*** Given text Section Begins ***

Ustad was born into a family of musicians steeped in the traditions
of the famous Gwalior gharana (or "house") of classical
Khayal singing. His musical training began as a child, when he
began learning vocal music from his grandfather Haidar Khan and
his father, Chhote Khan. His uncles, Uday Khan and Haddu Khan
also instructed him in music.He studied many instruments, among
them sitar, santoor and tabla and by the end of his life was an
expert performer on twenty different musical instruments.
Ustad's great love was however the sarangi, which he mastered
under the great Bade Ghulam Sabir Khan.
The sarangi, a bowed fiddle, in expressiveness is the closest
Indian instrument to the human voice and in the hands of Ustad,
with his training in vocal music, the instrument became a singer.
His performances have done much to establish the sarangi as one
of the great solo instruments of the Indian classical repertoire,
and rescued it from the stigma it once bore, of being an instrument
meant merely to accompany dancing girls.
Ustad was in demand at the most prestigious music festivals all
over India, both as a soloist and accompanying such maestros as
Bade Ghulam Ali Khan, Amir Khan, Hirabai Barodekar, Nazakat and
Salamat Ali Khan, Mallikarjun Mansur and Kishori Amonkar. He received
many awards, among them the prestigious Sangeet Natak Akademi
Award in 1992.

*** Given text Section Ends ***
*** Recorded information Section Begins ***

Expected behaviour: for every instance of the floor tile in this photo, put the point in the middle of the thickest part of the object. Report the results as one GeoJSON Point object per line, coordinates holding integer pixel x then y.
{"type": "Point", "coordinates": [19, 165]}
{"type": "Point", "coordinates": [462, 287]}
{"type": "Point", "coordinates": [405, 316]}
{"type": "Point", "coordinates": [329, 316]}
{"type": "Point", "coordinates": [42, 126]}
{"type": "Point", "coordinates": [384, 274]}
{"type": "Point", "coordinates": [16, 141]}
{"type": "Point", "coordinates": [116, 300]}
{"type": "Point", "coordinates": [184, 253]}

*** Recorded information Section Ends ***

=== What is needed ===
From the passage on the sarangi player, quote the text starting with "The sarangi, a" and going on through "accompany dancing girls.". The material plays no part in what follows.

=== Output for this exercise ===
The sarangi, a bowed fiddle, in expressiveness is the closest
Indian instrument to the human voice and in the hands of Ustad,
with his training in vocal music, the instrument became a singer.
His performances have done much to establish the sarangi as one
of the great solo instruments of the Indian classical repertoire,
and rescued it from the stigma it once bore, of being an instrument
meant merely to accompany dancing girls.